### Cosa fare
[A] Dall'estratto sui film e la storia dell'isola, estrai parola per parola il brano che si apre con le parole che contengono "Molte pellicole mostrano" e si chiude con "odierne, pesanti rivisitazioni.".
[B] Secondo l'estratto sui film e la storia dell'isola, sotto l'influenza di quali domini si trovò l'isola?

Molte pellicole mostrano anche una ricostruzione del tragico periodo
che vide l’isola sotto l’influenza del dominio spagnolo e
americano, martoriata da colonialismi, repressioni cruente e
dittature. Un Paese che affronta catastrofi naturali, invasioni,
crisi politico-economiche, governi autoritari e leggi marziali,
conflitti interni e rivoluzioni, e ancora pressioni e
destabilizzazioni prima di arrivare affannosamente a una stabilità e
a una democrazia ch’è oggetto di odierne, pesanti rivisitazioni.

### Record
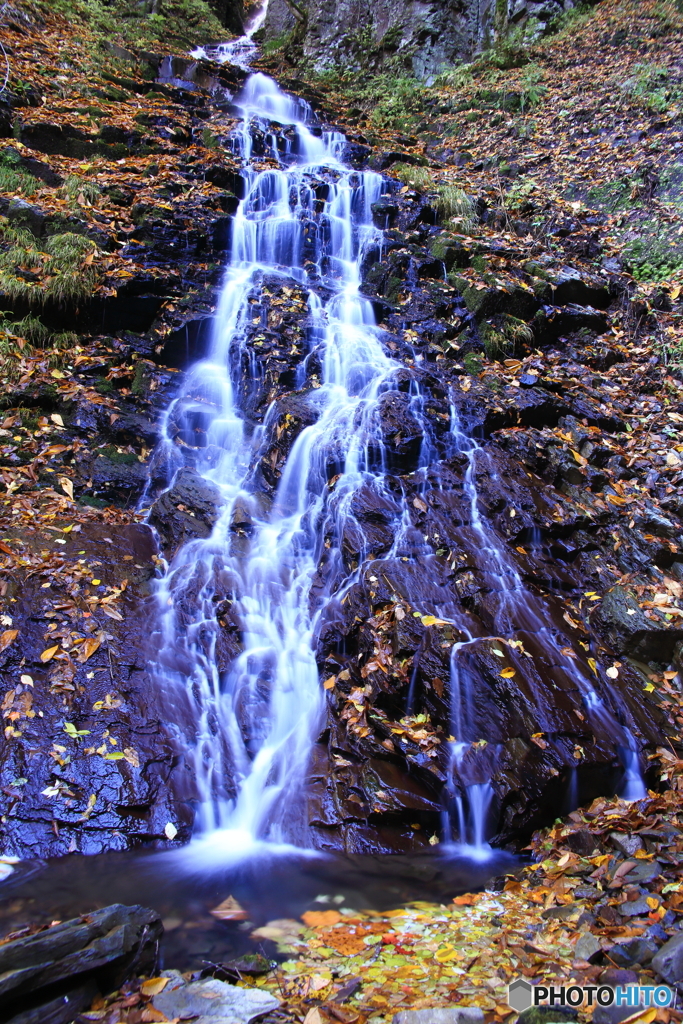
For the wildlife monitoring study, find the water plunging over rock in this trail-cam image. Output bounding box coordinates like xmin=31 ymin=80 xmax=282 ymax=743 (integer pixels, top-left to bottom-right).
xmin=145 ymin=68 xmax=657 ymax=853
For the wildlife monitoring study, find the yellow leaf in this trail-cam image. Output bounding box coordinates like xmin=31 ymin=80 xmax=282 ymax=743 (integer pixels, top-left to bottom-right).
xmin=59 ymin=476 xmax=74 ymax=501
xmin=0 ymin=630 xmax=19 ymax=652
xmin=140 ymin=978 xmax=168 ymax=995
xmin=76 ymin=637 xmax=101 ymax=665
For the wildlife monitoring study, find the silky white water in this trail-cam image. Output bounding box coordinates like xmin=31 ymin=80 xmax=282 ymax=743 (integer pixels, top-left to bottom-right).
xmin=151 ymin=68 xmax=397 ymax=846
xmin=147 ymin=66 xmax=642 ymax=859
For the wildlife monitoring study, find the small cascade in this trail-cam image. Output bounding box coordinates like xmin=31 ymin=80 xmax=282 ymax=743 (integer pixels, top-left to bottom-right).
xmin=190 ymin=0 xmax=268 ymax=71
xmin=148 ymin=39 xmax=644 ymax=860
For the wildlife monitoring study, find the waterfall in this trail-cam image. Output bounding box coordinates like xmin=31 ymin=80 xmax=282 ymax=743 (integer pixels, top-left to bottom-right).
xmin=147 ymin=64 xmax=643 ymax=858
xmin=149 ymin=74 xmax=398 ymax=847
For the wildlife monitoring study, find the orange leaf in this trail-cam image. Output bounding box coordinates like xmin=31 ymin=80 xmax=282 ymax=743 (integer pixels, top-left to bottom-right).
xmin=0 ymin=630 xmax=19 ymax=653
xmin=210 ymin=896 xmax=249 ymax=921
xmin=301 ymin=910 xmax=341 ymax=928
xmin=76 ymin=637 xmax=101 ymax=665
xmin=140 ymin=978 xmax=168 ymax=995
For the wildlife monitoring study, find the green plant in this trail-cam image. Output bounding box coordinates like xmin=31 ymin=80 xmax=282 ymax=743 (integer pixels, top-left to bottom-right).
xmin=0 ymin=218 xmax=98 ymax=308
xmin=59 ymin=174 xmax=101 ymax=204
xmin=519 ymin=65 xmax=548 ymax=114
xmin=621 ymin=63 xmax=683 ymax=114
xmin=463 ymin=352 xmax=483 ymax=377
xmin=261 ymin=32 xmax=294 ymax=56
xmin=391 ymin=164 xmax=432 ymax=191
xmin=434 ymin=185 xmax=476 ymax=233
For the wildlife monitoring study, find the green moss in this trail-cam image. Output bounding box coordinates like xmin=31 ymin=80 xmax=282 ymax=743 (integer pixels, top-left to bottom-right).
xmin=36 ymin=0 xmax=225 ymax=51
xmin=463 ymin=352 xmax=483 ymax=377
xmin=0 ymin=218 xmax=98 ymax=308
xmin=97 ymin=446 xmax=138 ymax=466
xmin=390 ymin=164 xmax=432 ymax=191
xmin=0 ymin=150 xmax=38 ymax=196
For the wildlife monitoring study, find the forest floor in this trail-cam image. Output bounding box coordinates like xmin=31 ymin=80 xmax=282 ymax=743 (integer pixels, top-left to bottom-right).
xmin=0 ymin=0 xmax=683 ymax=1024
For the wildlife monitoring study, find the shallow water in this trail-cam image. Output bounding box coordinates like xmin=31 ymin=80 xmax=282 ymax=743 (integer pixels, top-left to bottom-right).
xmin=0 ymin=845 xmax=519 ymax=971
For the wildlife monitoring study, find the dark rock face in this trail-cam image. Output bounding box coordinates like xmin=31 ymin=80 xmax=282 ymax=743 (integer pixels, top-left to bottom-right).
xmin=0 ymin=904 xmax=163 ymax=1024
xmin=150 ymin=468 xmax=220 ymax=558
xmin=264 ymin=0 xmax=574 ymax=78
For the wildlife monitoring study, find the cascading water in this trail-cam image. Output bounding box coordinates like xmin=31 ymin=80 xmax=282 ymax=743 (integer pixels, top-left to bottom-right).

### Risultati
[A]
Molte pellicole mostrano anche una ricostruzione del tragico periodo
che vide l’isola sotto l’influenza del dominio spagnolo e
americano, martoriata da colonialismi, repressioni cruente e
dittature. Un Paese che affronta catastrofi naturali, invasioni,
crisi politico-economiche, governi autoritari e leggi marziali,
conflitti interni e rivoluzioni, e ancora pressioni e
destabilizzazioni prima di arrivare affannosamente a una stabilità e
a una democrazia ch’è oggetto di odierne, pesanti rivisitazioni.

[B] Sotto il dominio spagnolo e quello americano.